# Start of Material shown

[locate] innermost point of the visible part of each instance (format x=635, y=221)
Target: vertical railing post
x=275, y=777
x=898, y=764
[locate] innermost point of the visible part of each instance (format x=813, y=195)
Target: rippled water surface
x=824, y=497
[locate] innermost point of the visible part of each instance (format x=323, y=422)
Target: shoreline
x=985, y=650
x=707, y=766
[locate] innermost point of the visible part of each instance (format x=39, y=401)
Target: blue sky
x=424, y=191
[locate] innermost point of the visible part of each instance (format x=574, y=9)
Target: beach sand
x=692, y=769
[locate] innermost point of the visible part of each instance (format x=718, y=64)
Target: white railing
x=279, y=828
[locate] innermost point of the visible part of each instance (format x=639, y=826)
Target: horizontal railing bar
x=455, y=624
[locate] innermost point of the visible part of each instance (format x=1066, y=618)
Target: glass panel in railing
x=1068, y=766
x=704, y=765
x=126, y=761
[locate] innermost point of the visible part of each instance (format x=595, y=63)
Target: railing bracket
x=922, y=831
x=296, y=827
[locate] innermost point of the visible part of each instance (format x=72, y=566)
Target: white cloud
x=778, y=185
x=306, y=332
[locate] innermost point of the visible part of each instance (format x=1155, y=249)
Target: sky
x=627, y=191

# End of Material shown
# Start of Material shown

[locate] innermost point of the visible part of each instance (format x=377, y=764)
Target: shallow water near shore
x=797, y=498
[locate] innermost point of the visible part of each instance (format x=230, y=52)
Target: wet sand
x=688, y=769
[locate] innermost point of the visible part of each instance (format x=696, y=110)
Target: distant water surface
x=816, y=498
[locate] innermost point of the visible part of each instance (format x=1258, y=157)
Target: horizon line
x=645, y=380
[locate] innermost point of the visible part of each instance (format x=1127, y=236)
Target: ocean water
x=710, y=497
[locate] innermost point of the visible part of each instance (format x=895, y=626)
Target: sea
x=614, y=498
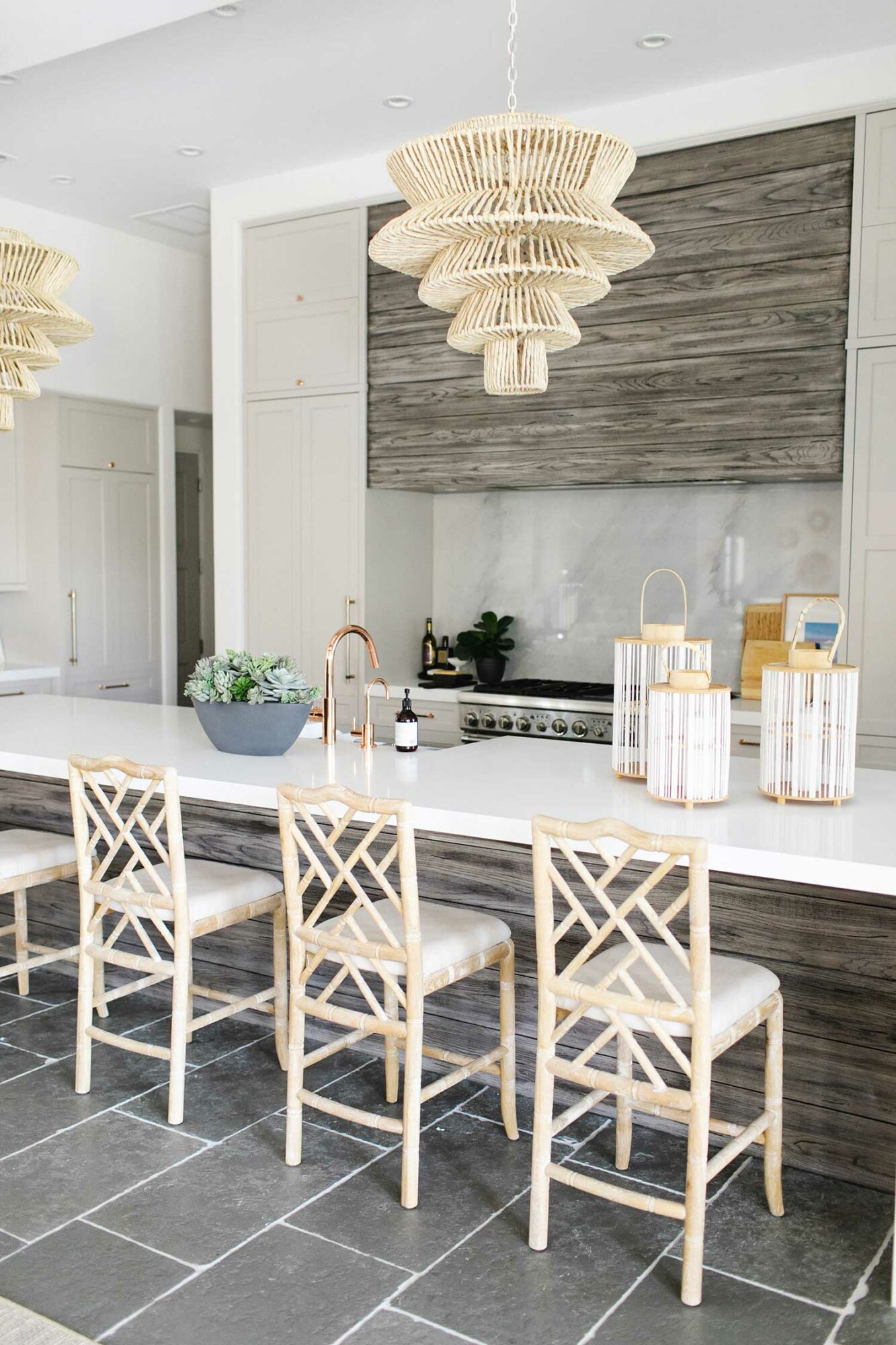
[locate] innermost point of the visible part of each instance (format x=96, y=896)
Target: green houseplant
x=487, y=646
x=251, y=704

# End of Material shown

Recast the material from the line containing "(format x=39, y=401)" through the line containing "x=692, y=769" as a two-column CSV with the header input,output. Each row holds one item's text and its answer, each in a single quoted field with line breaks replaced by spaces.

> _Written reply_
input,output
"[locate] innermost point of the visible part of each instance (format x=39, y=401) Target: blue sky","x=424, y=191"
"[locate] innermost point of the visible part of each instance (format x=574, y=9) Target: beach sand","x=692, y=769"